======== TEXT DES DOKUMENTS

Dr. Gudrun Doering-Striening
Rz. 161
Fallbeispiel 23: Das gestundete Gleichstellungsgeld
K (60 Jahre alt) bezog seit dem 1.1.2015 laufend Hilfe zum Lebensunterhalt nach §§ 27 ff. SGB XII. Durch notariellen Überlassungsvertrag vom 28.4.2015 übertrug die Mutter des K ihrem ältesten Sohn W (Erwerber) drei Grundstücke. Dieser verpflichtete sich, seinem Bruder W innerhalb von 4 Wochen nach Unterschrift 50.000 EUR zu zahlen. An seinen Bruder K sollte er 55.000 EUR zahlen, fällig bei dessen Eintritt in die gesetzliche Altersrente, spätestens jedoch innerhalb von 10 Jahren ab dem 28.4.2015. Für den Kläger wurde eine Sicherungshypothek an einem der übertragenen Grundstücke eingetragen. Das Sozialamt war der Auffassung, K verfüge nunmehr über verwertbares Vermögen und stellte die Leistungen ein.

================
======== BEREITGESTELLTE DATEN

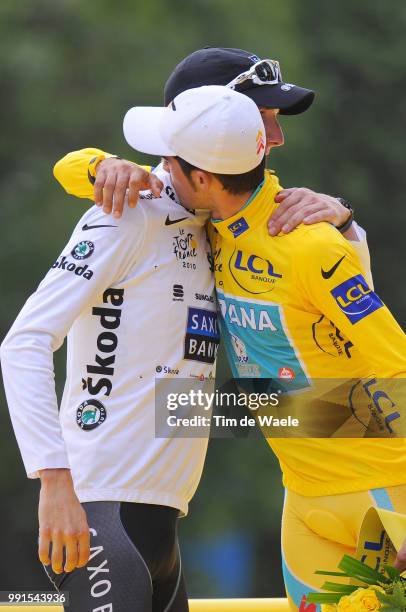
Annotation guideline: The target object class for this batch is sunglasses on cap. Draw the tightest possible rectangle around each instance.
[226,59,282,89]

================
======== BEREITGESTELLTE DATEN

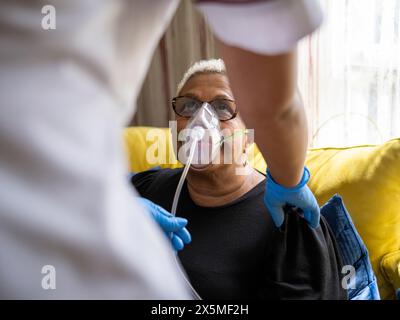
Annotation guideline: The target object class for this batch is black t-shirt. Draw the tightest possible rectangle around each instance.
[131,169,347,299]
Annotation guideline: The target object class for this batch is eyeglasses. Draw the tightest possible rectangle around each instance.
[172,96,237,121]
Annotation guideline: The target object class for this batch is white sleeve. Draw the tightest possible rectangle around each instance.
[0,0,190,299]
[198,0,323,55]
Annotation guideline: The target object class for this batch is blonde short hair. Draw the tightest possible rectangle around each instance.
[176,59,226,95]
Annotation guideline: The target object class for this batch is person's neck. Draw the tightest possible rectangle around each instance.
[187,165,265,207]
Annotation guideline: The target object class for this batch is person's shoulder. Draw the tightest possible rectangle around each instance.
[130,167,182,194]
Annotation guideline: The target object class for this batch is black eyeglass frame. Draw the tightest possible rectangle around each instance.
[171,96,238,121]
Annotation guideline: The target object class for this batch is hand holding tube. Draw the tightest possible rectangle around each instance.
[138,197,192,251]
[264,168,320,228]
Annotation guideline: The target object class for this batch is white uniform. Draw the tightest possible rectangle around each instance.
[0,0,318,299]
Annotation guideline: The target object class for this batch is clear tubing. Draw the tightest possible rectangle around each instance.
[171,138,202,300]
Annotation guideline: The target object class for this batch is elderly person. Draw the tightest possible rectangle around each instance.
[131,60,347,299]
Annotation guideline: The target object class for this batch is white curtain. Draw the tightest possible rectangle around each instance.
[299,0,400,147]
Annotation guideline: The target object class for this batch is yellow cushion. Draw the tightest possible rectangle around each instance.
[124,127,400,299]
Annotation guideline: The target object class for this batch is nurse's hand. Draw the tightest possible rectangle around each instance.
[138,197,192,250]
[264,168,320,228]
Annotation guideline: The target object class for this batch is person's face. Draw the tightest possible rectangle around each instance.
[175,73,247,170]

================
======== BEREITGESTELLTE DATEN

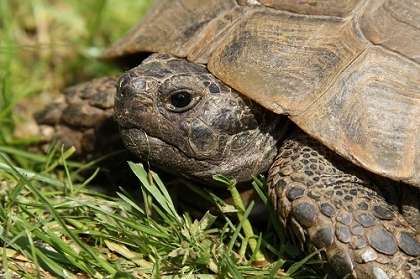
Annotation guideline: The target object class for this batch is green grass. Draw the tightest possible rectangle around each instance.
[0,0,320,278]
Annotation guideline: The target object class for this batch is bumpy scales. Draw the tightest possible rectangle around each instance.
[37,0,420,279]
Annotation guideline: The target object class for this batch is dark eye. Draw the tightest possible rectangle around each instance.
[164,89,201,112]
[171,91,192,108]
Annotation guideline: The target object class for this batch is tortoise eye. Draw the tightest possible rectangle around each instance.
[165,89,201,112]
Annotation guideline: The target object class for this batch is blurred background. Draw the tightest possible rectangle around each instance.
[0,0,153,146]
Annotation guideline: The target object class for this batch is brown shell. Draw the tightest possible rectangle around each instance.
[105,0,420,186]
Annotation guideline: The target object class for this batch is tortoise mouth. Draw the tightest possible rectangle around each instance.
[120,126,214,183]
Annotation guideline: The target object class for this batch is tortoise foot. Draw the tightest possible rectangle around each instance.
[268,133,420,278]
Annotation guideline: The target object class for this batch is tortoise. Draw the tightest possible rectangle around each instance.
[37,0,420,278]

================

* [AUFGABE 1]
Fasse das Fallbeispiel zum gestundeten Gleichstellungsgeld in zwei Sätzen zusammen.
* [AUFGABE 2]
Gib aus dem Fallbeispiel den Abschnitt zwischen „Dr. Gudrun Doering-Striening“ und „die Leistungen ein.“ einschließlich wortgetreu wieder.
Die Zeilen sind eigenständiges Material und gehören nicht zum Text.

* [ANTWORT 1]
K bezog seit dem 1.1.2015 laufend Hilfe zum Lebensunterhalt nach §§ 27 ff. SGB XII, als seine Mutter am 28.4.2015 durch notariellen Überlassungsvertrag drei Grundstücke auf ihren ältesten Sohn übertrug, der K dafür 55.000 EUR zahlen sollte, fällig bei dessen Eintritt in die gesetzliche Altersrente, spätestens jedoch innerhalb von 10 Jahren. Das Sozialamt sah darin verwertbares Vermögen des K und stellte die Leistungen ein.

* [ANTWORT 2]
Dr. Gudrun Doering-Striening
Rz. 161
Fallbeispiel 23: Das gestundete Gleichstellungsgeld
K (60 Jahre alt) bezog seit dem 1.1.2015 laufend Hilfe zum Lebensunterhalt nach §§ 27 ff. SGB XII. Durch notariellen Überlassungsvertrag vom 28.4.2015 übertrug die Mutter des K ihrem ältesten Sohn W (Erwerber) drei Grundstücke. Dieser verpflichtete sich, seinem Bruder W innerhalb von 4 Wochen nach Unterschrift 50.000 EUR zu zahlen. An seinen Bruder K sollte er 55.000 EUR zahlen, fällig bei dessen Eintritt in die gesetzliche Altersrente, spätestens jedoch innerhalb von 10 Jahren ab dem 28.4.2015. Für den Kläger wurde eine Sicherungshypothek an einem der übertragenen Grundstücke eingetragen. Das Sozialamt war der Auffassung, K verfüge nunmehr über verwertbares Vermögen und stellte die Leistungen ein.